● **What you need to do**
Nothing should be left out: repeat all the data exactly.

═════ Data

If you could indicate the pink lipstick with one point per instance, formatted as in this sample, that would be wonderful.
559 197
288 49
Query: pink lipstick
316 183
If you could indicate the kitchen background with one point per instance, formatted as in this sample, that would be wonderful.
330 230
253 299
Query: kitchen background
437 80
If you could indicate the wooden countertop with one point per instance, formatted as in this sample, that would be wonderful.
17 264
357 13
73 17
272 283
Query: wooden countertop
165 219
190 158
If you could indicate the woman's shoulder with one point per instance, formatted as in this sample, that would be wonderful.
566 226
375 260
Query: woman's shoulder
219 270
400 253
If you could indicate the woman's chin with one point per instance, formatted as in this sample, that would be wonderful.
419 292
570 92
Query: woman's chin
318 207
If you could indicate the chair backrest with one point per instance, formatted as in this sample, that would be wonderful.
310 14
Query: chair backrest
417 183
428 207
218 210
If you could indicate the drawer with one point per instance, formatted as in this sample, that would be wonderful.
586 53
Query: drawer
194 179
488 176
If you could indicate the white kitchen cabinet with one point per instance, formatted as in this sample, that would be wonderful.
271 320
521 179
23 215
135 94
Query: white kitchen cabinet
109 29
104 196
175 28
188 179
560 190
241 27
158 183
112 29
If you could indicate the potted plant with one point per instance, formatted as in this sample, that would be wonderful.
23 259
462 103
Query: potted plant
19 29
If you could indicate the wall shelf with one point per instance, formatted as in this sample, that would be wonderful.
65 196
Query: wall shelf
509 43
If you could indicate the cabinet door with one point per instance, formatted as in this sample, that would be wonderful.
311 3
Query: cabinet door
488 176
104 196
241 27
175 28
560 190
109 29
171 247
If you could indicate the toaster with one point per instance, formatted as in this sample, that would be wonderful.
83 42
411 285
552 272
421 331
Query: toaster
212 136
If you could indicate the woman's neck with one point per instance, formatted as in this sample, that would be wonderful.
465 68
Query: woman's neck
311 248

══════════

● **Completed exercise**
If you could indicate the pink lipstick with one point per instance, formatted as in this sample, that would be wonderful.
559 197
288 49
Query: pink lipstick
316 183
If you could indicate the kitchen background with one point per instance, formatted as in this sample, that would be wonderful.
330 230
253 299
Query: kitchen background
437 80
If you could indicate the wooden countertop with one point per instance, formatted as in this sample, that would be wonderful.
17 264
357 13
73 17
272 283
Query: wooden countertop
165 219
190 158
If you could indicate the woman's shoulder with one point per instance, formatted as in this sample, that would be wonderful.
566 226
375 260
Query: woman's shoulder
219 270
400 253
If you could indicate the woman's chin with one point per instance, formatted as in this sample, that would be wonderful.
419 292
570 92
Query: woman's chin
318 207
If you could indicate the chair backrest with one point per instance, formatted as in this sample, that would be wonderful.
310 14
Query: chair backrest
417 183
428 207
218 210
If you could indicate the drawer with one point per instance, formatted as in this sample, that would be wonderful.
586 53
Query: drawer
194 179
488 176
If you could indicate the white kitchen cabinet with one point per instance, formatted as in this sample, that would be wonderful.
271 320
521 179
23 215
135 94
Query: white kitchen cabinet
109 29
104 196
175 28
188 179
560 190
241 27
158 183
112 29
If you could indicate the potted plant with one point per instance, formatted as in this sample, that would be wonderful.
23 259
462 103
Query: potted plant
19 29
If you could indicate the wall shelf with one point per instance, formatted as in this sample, that would be wonderful.
65 196
Query: wall shelf
509 43
If you could indicate the cabinet door with one point per instance, formatted as in this sample, that would be wonderful.
311 3
Query: cabinet door
488 176
104 196
241 27
175 28
560 190
109 29
171 247
If you could indicate the toaster with one point per instance, formatted as in this sample, that would be wonderful.
83 42
411 285
552 272
421 331
Query: toaster
212 136
If you could indicate the woman's neck with one point per instance, formatted as in this sample, that would be wonderful.
465 68
Query: woman's neck
311 248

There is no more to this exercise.